- [Set task]: Reproduce the stretch of rows from the start through the line containing "194L169 194L173 193L170", both ends included, without altering anything.

* * * * * * * * *

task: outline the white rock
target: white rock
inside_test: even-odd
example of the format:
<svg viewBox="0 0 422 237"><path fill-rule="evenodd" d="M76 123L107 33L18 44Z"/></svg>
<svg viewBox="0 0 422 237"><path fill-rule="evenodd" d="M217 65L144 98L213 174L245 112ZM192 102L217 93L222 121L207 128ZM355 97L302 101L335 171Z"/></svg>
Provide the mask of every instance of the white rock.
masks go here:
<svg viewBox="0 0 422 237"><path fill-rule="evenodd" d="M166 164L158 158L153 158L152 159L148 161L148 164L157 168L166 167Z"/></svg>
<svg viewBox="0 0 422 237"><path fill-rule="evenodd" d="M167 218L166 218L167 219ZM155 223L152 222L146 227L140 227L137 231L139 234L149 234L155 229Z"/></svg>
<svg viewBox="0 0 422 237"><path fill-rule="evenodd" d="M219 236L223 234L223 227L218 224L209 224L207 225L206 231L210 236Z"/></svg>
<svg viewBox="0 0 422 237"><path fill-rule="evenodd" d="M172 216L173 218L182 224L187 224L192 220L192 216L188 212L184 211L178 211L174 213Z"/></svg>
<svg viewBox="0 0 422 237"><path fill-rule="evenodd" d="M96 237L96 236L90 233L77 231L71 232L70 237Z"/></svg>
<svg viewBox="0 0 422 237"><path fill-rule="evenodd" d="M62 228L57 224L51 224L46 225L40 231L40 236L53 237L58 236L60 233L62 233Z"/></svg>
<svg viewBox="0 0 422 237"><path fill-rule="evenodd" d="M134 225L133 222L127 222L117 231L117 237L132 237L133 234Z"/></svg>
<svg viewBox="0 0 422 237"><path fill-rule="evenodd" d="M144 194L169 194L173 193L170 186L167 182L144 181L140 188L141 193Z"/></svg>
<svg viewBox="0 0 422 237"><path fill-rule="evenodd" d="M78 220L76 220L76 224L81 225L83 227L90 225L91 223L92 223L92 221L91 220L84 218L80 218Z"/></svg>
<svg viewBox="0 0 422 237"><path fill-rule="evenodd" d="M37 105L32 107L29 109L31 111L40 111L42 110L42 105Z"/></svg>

* * * * * * * * *

- [Exercise response]:
task: outline the white rock
target: white rock
inside_test: even-odd
example of the format:
<svg viewBox="0 0 422 237"><path fill-rule="evenodd" d="M76 123L107 33L18 44Z"/></svg>
<svg viewBox="0 0 422 237"><path fill-rule="evenodd" d="M217 65L144 98L213 174L245 112ZM192 102L217 93L222 121L207 128ZM355 97L302 101L335 171Z"/></svg>
Provide the mask of every instance of the white rock.
masks go here:
<svg viewBox="0 0 422 237"><path fill-rule="evenodd" d="M166 164L158 158L153 158L152 159L148 161L148 164L157 168L166 167Z"/></svg>
<svg viewBox="0 0 422 237"><path fill-rule="evenodd" d="M167 218L166 218L167 219ZM155 223L152 222L146 227L140 227L137 231L139 234L149 234L155 229Z"/></svg>
<svg viewBox="0 0 422 237"><path fill-rule="evenodd" d="M219 236L223 234L223 227L218 224L209 224L207 225L206 231L210 236Z"/></svg>
<svg viewBox="0 0 422 237"><path fill-rule="evenodd" d="M172 216L173 218L182 224L187 224L192 220L192 216L188 212L184 211L178 211L174 213Z"/></svg>
<svg viewBox="0 0 422 237"><path fill-rule="evenodd" d="M96 237L96 236L90 233L77 231L71 232L70 237Z"/></svg>
<svg viewBox="0 0 422 237"><path fill-rule="evenodd" d="M62 228L57 224L51 224L46 225L40 231L40 236L53 237L58 236L60 233L62 233Z"/></svg>
<svg viewBox="0 0 422 237"><path fill-rule="evenodd" d="M134 225L133 222L127 222L117 231L117 237L132 237L133 234Z"/></svg>
<svg viewBox="0 0 422 237"><path fill-rule="evenodd" d="M144 194L169 194L173 193L170 186L167 182L144 181L140 188L141 193Z"/></svg>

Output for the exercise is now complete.